» Point-per-instance localization data:
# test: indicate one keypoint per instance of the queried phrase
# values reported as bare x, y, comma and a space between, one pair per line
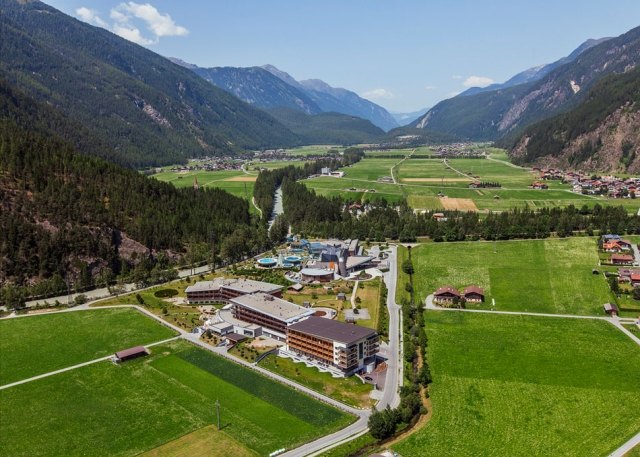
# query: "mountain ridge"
490, 115
113, 86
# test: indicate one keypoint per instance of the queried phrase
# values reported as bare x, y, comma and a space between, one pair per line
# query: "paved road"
103, 292
626, 447
73, 367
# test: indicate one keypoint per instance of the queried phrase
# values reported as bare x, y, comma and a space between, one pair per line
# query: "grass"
207, 441
522, 385
546, 276
39, 344
106, 409
515, 181
370, 300
347, 390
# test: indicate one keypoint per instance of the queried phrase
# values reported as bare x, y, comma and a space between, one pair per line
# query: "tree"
407, 267
382, 424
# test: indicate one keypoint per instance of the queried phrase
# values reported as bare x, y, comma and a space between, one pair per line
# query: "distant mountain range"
497, 113
144, 109
601, 134
536, 73
268, 87
407, 118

» Exercise details: The records shown above are to be repeated exactly, with the pictures left out.

» Expected output:
# test: indicate one keypoint per instance of the queried phrase
# values reported as bare x, y, comma and a space between, one pair per line
# query: "mountain ridge"
490, 115
113, 86
# test: indicate one keypoint per instance of the queried phrase
# values reported as bare x, y, comma and a space between, one pair per line
# query: "paved road"
103, 292
626, 447
73, 367
# test: indicate one keypoint per instance of the queried phrase
# values reported as bare x, y, comma and a space between, one pair per line
# query: "grass"
207, 441
522, 385
546, 276
39, 344
106, 409
515, 181
370, 300
347, 390
# test: indicate one keypoint per instance of the queried phrase
# values reported as bare x, y, comma and a space between, one pair per line
# query: "tree"
407, 267
382, 424
# test: indicate one keypoint per instance of the queried phrase
# values reported as bare x, y, comma and a space between, one pair per line
# query: "distant mountain range"
497, 113
144, 109
601, 134
536, 73
268, 87
407, 118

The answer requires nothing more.